## Your assignment:
Nothing but the pictures should be left out when the entries below are duplicated.

Segment Start: Supplied records

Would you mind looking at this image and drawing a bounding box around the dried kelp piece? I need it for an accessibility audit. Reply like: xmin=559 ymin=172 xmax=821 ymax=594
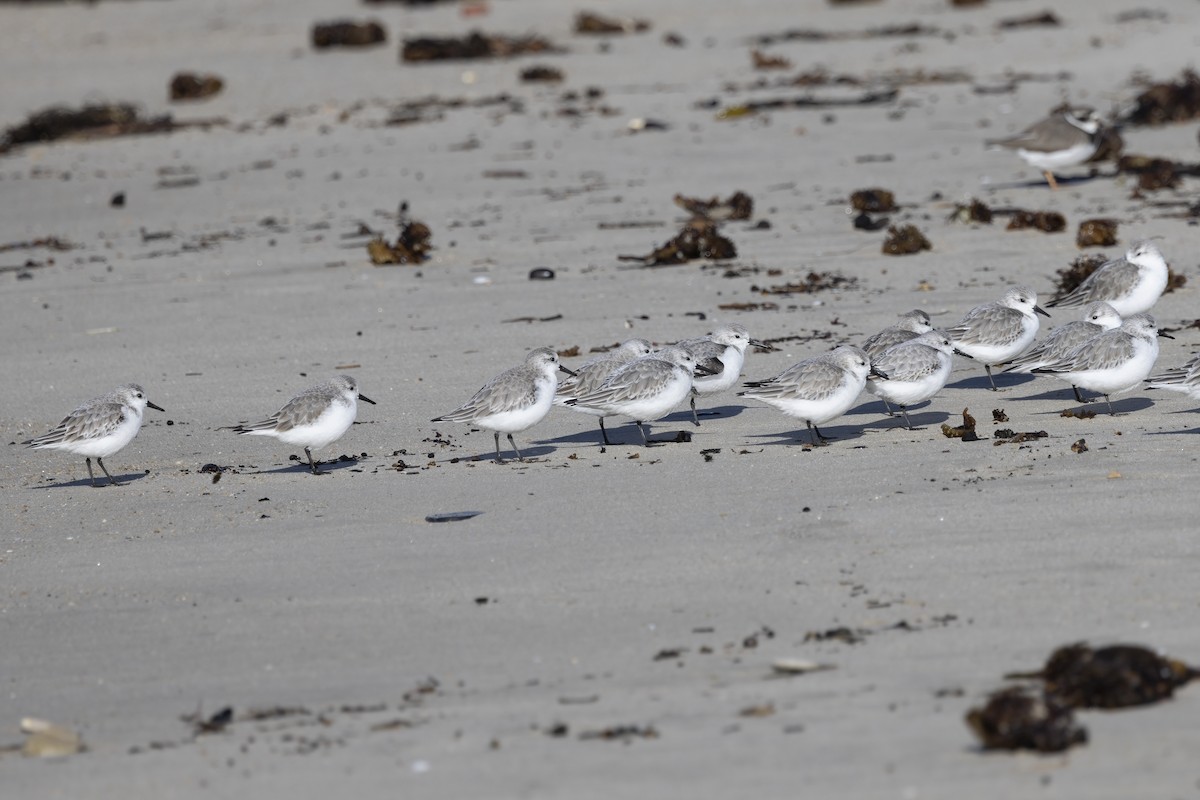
xmin=882 ymin=224 xmax=931 ymax=255
xmin=754 ymin=271 xmax=857 ymax=295
xmin=1127 ymin=69 xmax=1200 ymax=126
xmin=992 ymin=430 xmax=1047 ymax=445
xmin=520 ymin=65 xmax=564 ymax=83
xmin=751 ymin=49 xmax=792 ymax=71
xmin=182 ymin=706 xmax=234 ymax=735
xmin=312 ymin=20 xmax=387 ymax=49
xmin=941 ymin=408 xmax=979 ymax=440
xmin=0 ymin=103 xmax=215 ymax=155
xmin=1008 ymin=643 xmax=1199 ymax=709
xmin=674 ymin=191 xmax=753 ymax=221
xmin=1006 ymin=210 xmax=1065 ymax=233
xmin=1116 ymin=154 xmax=1200 ymax=192
xmin=574 ymin=11 xmax=650 ymax=35
xmin=368 ymin=213 xmax=431 ymax=265
xmin=850 ymin=188 xmax=896 ymax=213
xmin=946 ymin=198 xmax=992 ymax=224
xmin=1053 ymin=254 xmax=1106 ymax=297
xmin=169 ymin=72 xmax=223 ymax=102
xmin=618 ymin=219 xmax=736 ymax=265
xmin=1070 ymin=438 xmax=1088 ymax=453
xmin=966 ymin=687 xmax=1087 ymax=753
xmin=804 ymin=627 xmax=867 ymax=644
xmin=996 ymin=11 xmax=1060 ymax=29
xmin=402 ymin=31 xmax=563 ymax=62
xmin=715 ymin=89 xmax=898 ymax=119
xmin=1060 ymin=407 xmax=1096 ymax=419
xmin=753 ymin=24 xmax=943 ymax=45
xmin=991 ymin=409 xmax=1008 ymax=423
xmin=578 ymin=724 xmax=659 ymax=741
xmin=1076 ymin=219 xmax=1118 ymax=248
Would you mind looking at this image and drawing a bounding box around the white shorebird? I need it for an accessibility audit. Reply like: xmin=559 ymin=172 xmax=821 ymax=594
xmin=1046 ymin=240 xmax=1169 ymax=317
xmin=231 ymin=375 xmax=375 ymax=474
xmin=866 ymin=331 xmax=957 ymax=429
xmin=987 ymin=106 xmax=1103 ymax=190
xmin=678 ymin=323 xmax=771 ymax=425
xmin=433 ymin=348 xmax=572 ymax=463
xmin=948 ymin=286 xmax=1049 ymax=390
xmin=556 ymin=338 xmax=654 ymax=445
xmin=862 ymin=309 xmax=933 ymax=359
xmin=24 ymin=383 xmax=164 ymax=486
xmin=1147 ymin=353 xmax=1200 ymax=400
xmin=739 ymin=345 xmax=883 ymax=446
xmin=1032 ymin=313 xmax=1170 ymax=415
xmin=564 ymin=345 xmax=711 ymax=446
xmin=1003 ymin=301 xmax=1122 ymax=402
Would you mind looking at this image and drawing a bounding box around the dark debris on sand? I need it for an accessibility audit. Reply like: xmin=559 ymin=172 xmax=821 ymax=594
xmin=850 ymin=188 xmax=896 ymax=213
xmin=618 ymin=219 xmax=736 ymax=266
xmin=966 ymin=687 xmax=1087 ymax=753
xmin=947 ymin=198 xmax=993 ymax=224
xmin=0 ymin=103 xmax=221 ymax=155
xmin=674 ymin=191 xmax=754 ymax=222
xmin=941 ymin=408 xmax=979 ymax=441
xmin=881 ymin=224 xmax=931 ymax=255
xmin=1005 ymin=210 xmax=1065 ymax=233
xmin=169 ymin=72 xmax=224 ymax=102
xmin=312 ymin=20 xmax=388 ymax=49
xmin=1007 ymin=643 xmax=1199 ymax=709
xmin=1076 ymin=219 xmax=1118 ymax=248
xmin=401 ymin=31 xmax=564 ymax=62
xmin=754 ymin=272 xmax=857 ymax=295
xmin=1126 ymin=69 xmax=1200 ymax=126
xmin=574 ymin=11 xmax=650 ymax=35
xmin=367 ymin=206 xmax=431 ymax=265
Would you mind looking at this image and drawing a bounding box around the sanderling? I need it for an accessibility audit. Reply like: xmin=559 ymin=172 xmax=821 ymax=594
xmin=948 ymin=286 xmax=1049 ymax=390
xmin=987 ymin=106 xmax=1103 ymax=190
xmin=678 ymin=323 xmax=771 ymax=425
xmin=1031 ymin=313 xmax=1170 ymax=415
xmin=739 ymin=345 xmax=883 ymax=446
xmin=866 ymin=331 xmax=957 ymax=429
xmin=565 ymin=345 xmax=710 ymax=446
xmin=1147 ymin=353 xmax=1200 ymax=400
xmin=432 ymin=347 xmax=572 ymax=462
xmin=1002 ymin=301 xmax=1122 ymax=402
xmin=863 ymin=309 xmax=933 ymax=359
xmin=555 ymin=338 xmax=654 ymax=445
xmin=230 ymin=374 xmax=375 ymax=474
xmin=23 ymin=383 xmax=164 ymax=486
xmin=1046 ymin=240 xmax=1169 ymax=317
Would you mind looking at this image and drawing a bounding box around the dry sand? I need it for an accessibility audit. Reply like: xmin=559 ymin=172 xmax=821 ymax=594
xmin=2 ymin=0 xmax=1200 ymax=796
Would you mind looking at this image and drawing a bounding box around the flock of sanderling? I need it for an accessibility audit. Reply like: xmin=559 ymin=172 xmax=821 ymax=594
xmin=20 ymin=238 xmax=1198 ymax=482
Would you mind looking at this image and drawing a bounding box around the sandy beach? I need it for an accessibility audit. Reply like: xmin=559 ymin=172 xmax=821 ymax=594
xmin=3 ymin=0 xmax=1200 ymax=796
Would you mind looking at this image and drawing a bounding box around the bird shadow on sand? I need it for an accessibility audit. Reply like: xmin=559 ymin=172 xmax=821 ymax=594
xmin=946 ymin=372 xmax=1036 ymax=392
xmin=252 ymin=457 xmax=367 ymax=476
xmin=744 ymin=422 xmax=869 ymax=448
xmin=450 ymin=444 xmax=558 ymax=463
xmin=661 ymin=404 xmax=748 ymax=424
xmin=856 ymin=407 xmax=953 ymax=432
xmin=33 ymin=470 xmax=151 ymax=490
xmin=985 ymin=173 xmax=1104 ymax=192
xmin=1026 ymin=396 xmax=1154 ymax=416
xmin=542 ymin=427 xmax=692 ymax=448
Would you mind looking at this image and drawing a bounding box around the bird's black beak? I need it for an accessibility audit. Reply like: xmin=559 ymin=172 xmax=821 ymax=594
xmin=147 ymin=401 xmax=165 ymax=412
xmin=954 ymin=349 xmax=975 ymax=360
xmin=1159 ymin=331 xmax=1176 ymax=340
xmin=559 ymin=364 xmax=577 ymax=377
xmin=1035 ymin=304 xmax=1051 ymax=317
xmin=359 ymin=394 xmax=377 ymax=405
xmin=695 ymin=364 xmax=717 ymax=376
xmin=869 ymin=365 xmax=889 ymax=380
xmin=750 ymin=338 xmax=777 ymax=352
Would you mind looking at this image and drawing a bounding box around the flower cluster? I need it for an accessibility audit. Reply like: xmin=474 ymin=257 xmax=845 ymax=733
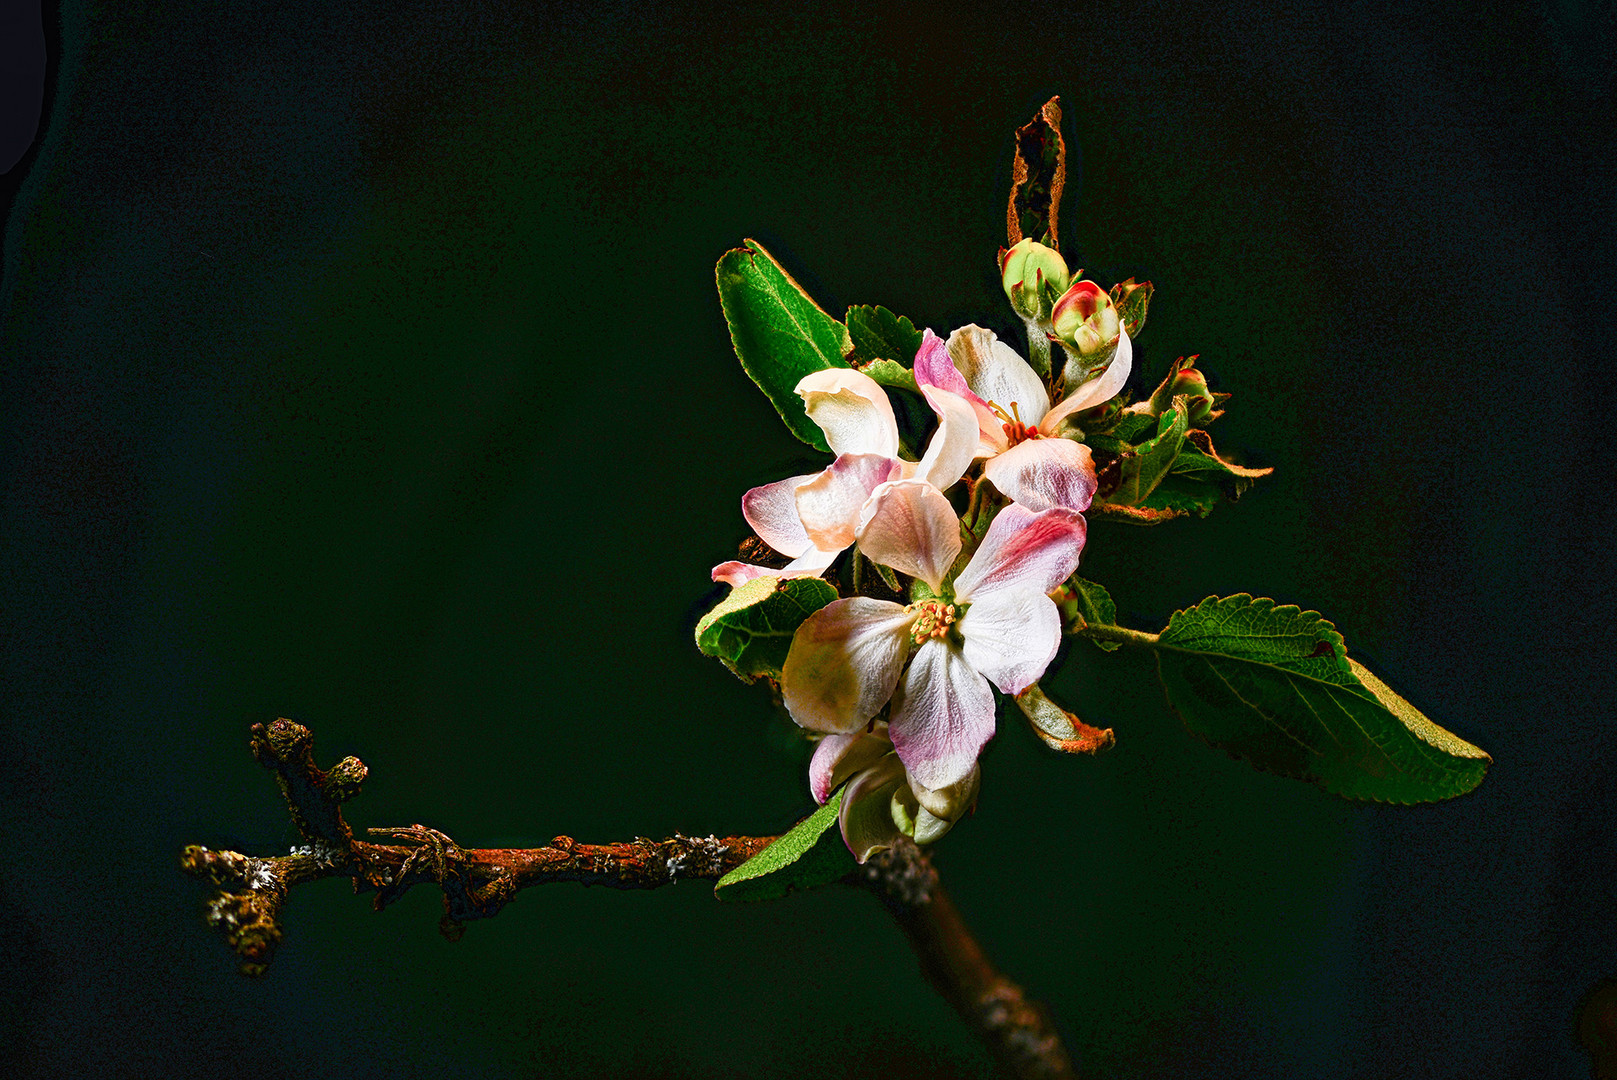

Segment End: Supplied records

## Task solution:
Would you mind looking at this image and drawing a bounding box around the dried kelp piece? I need it for an accessibility audit. Reply like: xmin=559 ymin=172 xmax=821 ymax=594
xmin=882 ymin=224 xmax=931 ymax=255
xmin=754 ymin=271 xmax=857 ymax=295
xmin=1127 ymin=69 xmax=1200 ymax=126
xmin=992 ymin=430 xmax=1047 ymax=445
xmin=520 ymin=65 xmax=564 ymax=83
xmin=751 ymin=49 xmax=792 ymax=71
xmin=182 ymin=706 xmax=234 ymax=735
xmin=312 ymin=20 xmax=387 ymax=49
xmin=941 ymin=408 xmax=979 ymax=440
xmin=0 ymin=103 xmax=215 ymax=155
xmin=1008 ymin=643 xmax=1199 ymax=709
xmin=674 ymin=191 xmax=753 ymax=221
xmin=1006 ymin=210 xmax=1065 ymax=233
xmin=1116 ymin=154 xmax=1200 ymax=192
xmin=574 ymin=11 xmax=650 ymax=35
xmin=368 ymin=213 xmax=431 ymax=265
xmin=850 ymin=188 xmax=896 ymax=213
xmin=946 ymin=198 xmax=992 ymax=224
xmin=1053 ymin=254 xmax=1106 ymax=297
xmin=169 ymin=72 xmax=223 ymax=102
xmin=618 ymin=219 xmax=736 ymax=265
xmin=1070 ymin=438 xmax=1088 ymax=453
xmin=966 ymin=687 xmax=1087 ymax=753
xmin=804 ymin=627 xmax=867 ymax=644
xmin=996 ymin=11 xmax=1060 ymax=29
xmin=402 ymin=31 xmax=563 ymax=62
xmin=715 ymin=89 xmax=898 ymax=119
xmin=1060 ymin=407 xmax=1096 ymax=419
xmin=753 ymin=24 xmax=943 ymax=45
xmin=991 ymin=409 xmax=1008 ymax=423
xmin=578 ymin=724 xmax=659 ymax=741
xmin=1076 ymin=219 xmax=1118 ymax=248
Would you mind looking at this image and drawing a bounding box around the white shorebird? I need it for an accessibility audit. Reply like: xmin=559 ymin=172 xmax=821 ymax=594
xmin=1046 ymin=240 xmax=1169 ymax=317
xmin=231 ymin=375 xmax=375 ymax=474
xmin=866 ymin=331 xmax=957 ymax=429
xmin=987 ymin=106 xmax=1103 ymax=190
xmin=678 ymin=323 xmax=771 ymax=425
xmin=433 ymin=348 xmax=572 ymax=463
xmin=948 ymin=286 xmax=1049 ymax=390
xmin=556 ymin=338 xmax=654 ymax=445
xmin=862 ymin=309 xmax=933 ymax=359
xmin=24 ymin=383 xmax=164 ymax=486
xmin=1147 ymin=353 xmax=1200 ymax=400
xmin=739 ymin=345 xmax=883 ymax=446
xmin=1032 ymin=313 xmax=1170 ymax=415
xmin=564 ymin=345 xmax=711 ymax=446
xmin=1003 ymin=301 xmax=1122 ymax=402
Would you mind looking at this image and drawing a bounding box around the dark debris on sand? I need it for an accessibility audit. Reply like: xmin=559 ymin=172 xmax=821 ymax=594
xmin=850 ymin=188 xmax=896 ymax=213
xmin=618 ymin=219 xmax=736 ymax=266
xmin=966 ymin=687 xmax=1087 ymax=753
xmin=947 ymin=198 xmax=993 ymax=224
xmin=0 ymin=103 xmax=221 ymax=155
xmin=674 ymin=191 xmax=754 ymax=222
xmin=941 ymin=408 xmax=979 ymax=441
xmin=881 ymin=224 xmax=931 ymax=255
xmin=1005 ymin=210 xmax=1065 ymax=233
xmin=169 ymin=72 xmax=224 ymax=102
xmin=312 ymin=20 xmax=388 ymax=49
xmin=1007 ymin=643 xmax=1199 ymax=709
xmin=1076 ymin=219 xmax=1118 ymax=248
xmin=401 ymin=31 xmax=564 ymax=62
xmin=754 ymin=272 xmax=857 ymax=295
xmin=1126 ymin=69 xmax=1200 ymax=126
xmin=574 ymin=11 xmax=650 ymax=35
xmin=367 ymin=206 xmax=431 ymax=265
Would you mind looking at this image and drawing a bounding box around the sanderling? I need it for an accessibility audit. Reply like: xmin=559 ymin=172 xmax=821 ymax=594
xmin=948 ymin=286 xmax=1049 ymax=390
xmin=987 ymin=106 xmax=1103 ymax=190
xmin=678 ymin=323 xmax=771 ymax=425
xmin=1031 ymin=313 xmax=1170 ymax=415
xmin=739 ymin=345 xmax=883 ymax=446
xmin=866 ymin=331 xmax=957 ymax=429
xmin=565 ymin=345 xmax=710 ymax=446
xmin=1147 ymin=353 xmax=1200 ymax=400
xmin=432 ymin=347 xmax=572 ymax=462
xmin=1002 ymin=301 xmax=1122 ymax=402
xmin=863 ymin=309 xmax=933 ymax=359
xmin=555 ymin=338 xmax=654 ymax=445
xmin=230 ymin=374 xmax=375 ymax=474
xmin=23 ymin=383 xmax=164 ymax=486
xmin=1046 ymin=240 xmax=1169 ymax=317
Would you mind looking at this image and drawing a bounding box around the dry sand? I need it for an accessibility audit. Reply like: xmin=559 ymin=172 xmax=821 ymax=594
xmin=2 ymin=0 xmax=1200 ymax=796
Would you mind looking at this image and drawing a bounding box around the flock of sanderling? I need it for an accessibility audit. Reply like: xmin=559 ymin=172 xmax=821 ymax=594
xmin=20 ymin=238 xmax=1198 ymax=482
Would you mind looking at this image and drawing a bounding box around the sandy beach? I need it for an accessibility audit. Reply like: xmin=559 ymin=172 xmax=821 ymax=594
xmin=3 ymin=0 xmax=1200 ymax=796
Would you mind looking at this image and drawing a bounding box around the bird shadow on sand? I need it for an accessibility audit. Reply like: xmin=559 ymin=172 xmax=821 ymax=594
xmin=946 ymin=372 xmax=1036 ymax=392
xmin=252 ymin=457 xmax=367 ymax=476
xmin=744 ymin=422 xmax=869 ymax=448
xmin=450 ymin=444 xmax=558 ymax=463
xmin=661 ymin=404 xmax=748 ymax=424
xmin=856 ymin=407 xmax=953 ymax=432
xmin=33 ymin=470 xmax=151 ymax=490
xmin=985 ymin=173 xmax=1104 ymax=192
xmin=1026 ymin=396 xmax=1154 ymax=416
xmin=542 ymin=427 xmax=692 ymax=448
Would you mind looking at this image and drawing a bounding box around the bird's black beak? I need it for an accessibility audit. Reply like: xmin=559 ymin=172 xmax=821 ymax=594
xmin=147 ymin=401 xmax=165 ymax=412
xmin=954 ymin=349 xmax=975 ymax=360
xmin=1159 ymin=331 xmax=1176 ymax=340
xmin=559 ymin=364 xmax=577 ymax=377
xmin=1035 ymin=304 xmax=1051 ymax=317
xmin=359 ymin=394 xmax=377 ymax=405
xmin=695 ymin=364 xmax=717 ymax=376
xmin=869 ymin=365 xmax=889 ymax=380
xmin=750 ymin=338 xmax=777 ymax=352
Would you mind looking at this image and drawing a bounding box around the flower cluster? I need it for an accessibility audit. Reply like: xmin=474 ymin=257 xmax=845 ymax=733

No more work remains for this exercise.